--- WORK INSTRUCTIONS ---
Show every line of the items below that contains the word "query", copying each such line in full.

[START OF SUPPLIED MATERIAL]

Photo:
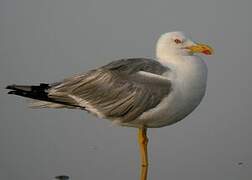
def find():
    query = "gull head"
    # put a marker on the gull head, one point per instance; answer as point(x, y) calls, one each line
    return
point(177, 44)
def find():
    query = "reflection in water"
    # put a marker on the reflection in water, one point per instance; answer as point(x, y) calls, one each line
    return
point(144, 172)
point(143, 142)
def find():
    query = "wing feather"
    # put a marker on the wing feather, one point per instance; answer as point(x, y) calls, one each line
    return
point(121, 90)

[END OF SUPPLIED MATERIAL]
[START OF SUPPLIED MATERIAL]

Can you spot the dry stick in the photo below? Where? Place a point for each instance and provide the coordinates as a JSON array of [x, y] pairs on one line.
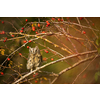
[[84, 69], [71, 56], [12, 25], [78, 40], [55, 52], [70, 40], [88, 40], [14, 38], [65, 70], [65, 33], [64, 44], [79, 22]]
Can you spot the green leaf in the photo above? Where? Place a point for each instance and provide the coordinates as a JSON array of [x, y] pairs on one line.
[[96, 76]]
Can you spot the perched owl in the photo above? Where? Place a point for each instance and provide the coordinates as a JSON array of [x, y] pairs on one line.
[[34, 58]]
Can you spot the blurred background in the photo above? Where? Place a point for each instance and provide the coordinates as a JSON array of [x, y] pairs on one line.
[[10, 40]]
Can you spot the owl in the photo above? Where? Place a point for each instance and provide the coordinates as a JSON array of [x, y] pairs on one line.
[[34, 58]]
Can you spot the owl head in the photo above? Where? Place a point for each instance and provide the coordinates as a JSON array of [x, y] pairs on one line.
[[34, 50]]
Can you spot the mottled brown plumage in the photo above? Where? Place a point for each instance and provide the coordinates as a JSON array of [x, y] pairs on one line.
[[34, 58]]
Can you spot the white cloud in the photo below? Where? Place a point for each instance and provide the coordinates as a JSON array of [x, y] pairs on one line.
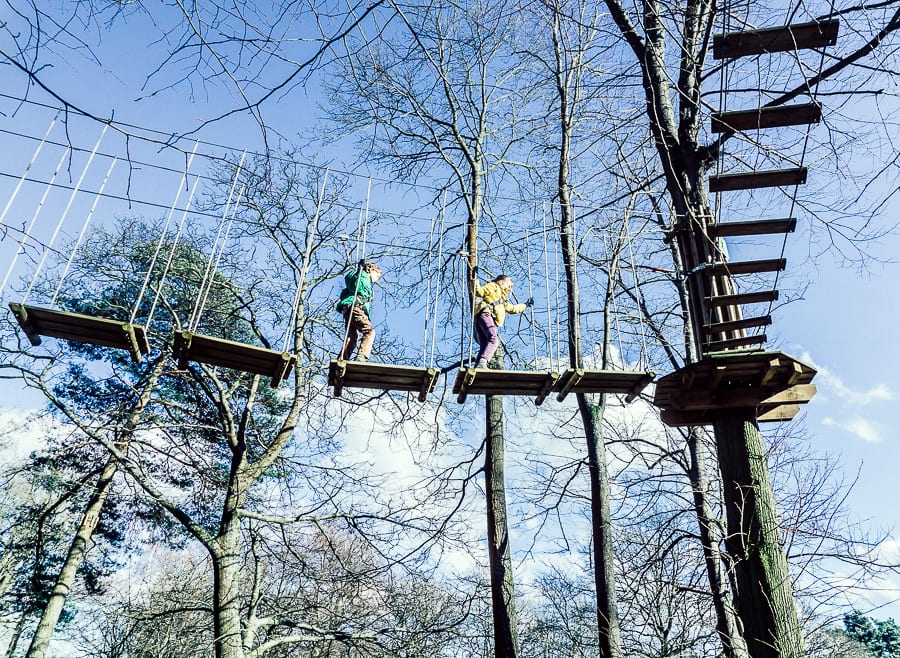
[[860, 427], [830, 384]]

[END OF SUPPLIED MATERIAL]
[START OF SUPPLIED MATERIAL]

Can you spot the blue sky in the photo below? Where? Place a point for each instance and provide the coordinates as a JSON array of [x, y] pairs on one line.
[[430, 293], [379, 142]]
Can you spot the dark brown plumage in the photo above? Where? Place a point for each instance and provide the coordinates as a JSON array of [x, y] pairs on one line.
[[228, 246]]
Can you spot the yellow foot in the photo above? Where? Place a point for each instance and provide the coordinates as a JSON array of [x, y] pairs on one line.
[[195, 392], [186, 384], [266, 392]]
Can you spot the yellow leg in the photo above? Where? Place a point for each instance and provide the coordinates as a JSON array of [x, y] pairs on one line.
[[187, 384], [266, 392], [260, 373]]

[END OF SUPPLIED MATERIAL]

--- OUTPUT ---
    query = "gull head"
    query = "reflection in water"
    query = "wing feather"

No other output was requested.